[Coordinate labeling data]
━━━━━━━━━━━━━━━━━━━━

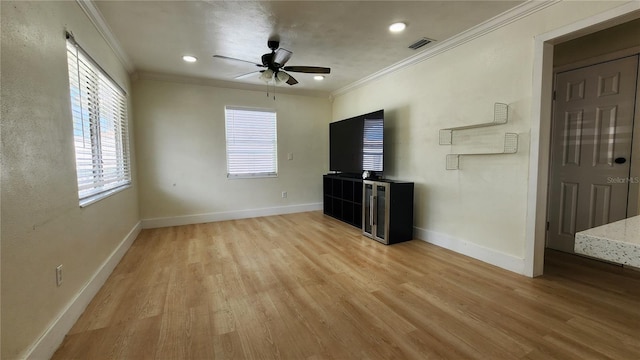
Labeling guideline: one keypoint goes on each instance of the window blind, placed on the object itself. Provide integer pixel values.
(372, 148)
(99, 112)
(251, 142)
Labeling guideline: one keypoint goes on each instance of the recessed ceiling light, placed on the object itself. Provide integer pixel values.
(189, 58)
(397, 27)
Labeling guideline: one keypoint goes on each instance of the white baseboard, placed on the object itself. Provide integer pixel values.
(48, 343)
(505, 261)
(227, 215)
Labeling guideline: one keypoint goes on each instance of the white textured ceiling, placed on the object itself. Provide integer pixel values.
(350, 37)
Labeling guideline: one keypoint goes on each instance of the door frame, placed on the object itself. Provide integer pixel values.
(634, 52)
(541, 114)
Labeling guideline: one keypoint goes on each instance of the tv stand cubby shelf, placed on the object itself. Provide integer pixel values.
(343, 198)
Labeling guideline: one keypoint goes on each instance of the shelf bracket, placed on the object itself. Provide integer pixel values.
(500, 116)
(510, 147)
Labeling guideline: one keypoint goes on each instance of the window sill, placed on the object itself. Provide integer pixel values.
(95, 198)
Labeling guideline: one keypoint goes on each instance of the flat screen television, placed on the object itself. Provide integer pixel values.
(357, 144)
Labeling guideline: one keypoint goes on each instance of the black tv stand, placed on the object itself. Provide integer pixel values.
(343, 197)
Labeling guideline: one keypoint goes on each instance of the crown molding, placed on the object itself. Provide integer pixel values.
(183, 79)
(523, 10)
(103, 28)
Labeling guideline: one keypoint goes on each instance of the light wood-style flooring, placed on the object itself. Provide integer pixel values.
(306, 286)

━━━━━━━━━━━━━━━━━━━━

Copy the material exactly. Do not include the pictures.

The answer =>
Labeling guideline: one keypoint goes on each instance of the window blind, placed on the object itself. Provide integer pixel values.
(372, 148)
(99, 112)
(251, 142)
Labeling guideline: one keypoint goes on each instance of the recessed ceiling light, placed on the object itself. Provide integer pixel values.
(189, 58)
(397, 27)
Labeling guideline: one keypoint goes on each instance of the white baseboard, placed on the object itself. Provide integer pixel values.
(48, 343)
(505, 261)
(227, 215)
Labeling guideline: one keypoint goes on each instance of the white textured ceiling, placed on the object itself. Provide integer pixel values.
(350, 37)
Labeling guideline: one keypoint goes on each instance of the door frame, placed on the object itself. Provide integer pixel values.
(634, 52)
(541, 114)
Labeling guideline: one keypoint goes on each instance of the tv stand cubby shelf, placed on the object itself. Provide integer pixel values.
(343, 198)
Labeling guideline: one keypoint goes on each instance of the shelf bracket, placed on the object itself. Provide integer pixel values.
(500, 116)
(510, 147)
Labeling guideline: one keypoint goes on each instance of the window sill, placed on the object itself. Provide integer pixel values.
(95, 198)
Labeling guideline: one keypoint goes on each instance of the flat screen television, placed on the object itself. Provide integer pixel values.
(357, 144)
Labeling guideline: one keypoint goes on each instance of the black tv stand, placed on the object itself. Provide integer pixel values.
(343, 197)
Labeling guideline: one keypoint goes on each instance of the crown molding, placed on the object itself. Provide integer pixel values.
(183, 79)
(523, 10)
(103, 28)
Labeling guideline: one keypoint goes on each instance of the light wood-style flooring, placed on the object itself. Provide integer pixel values.
(306, 286)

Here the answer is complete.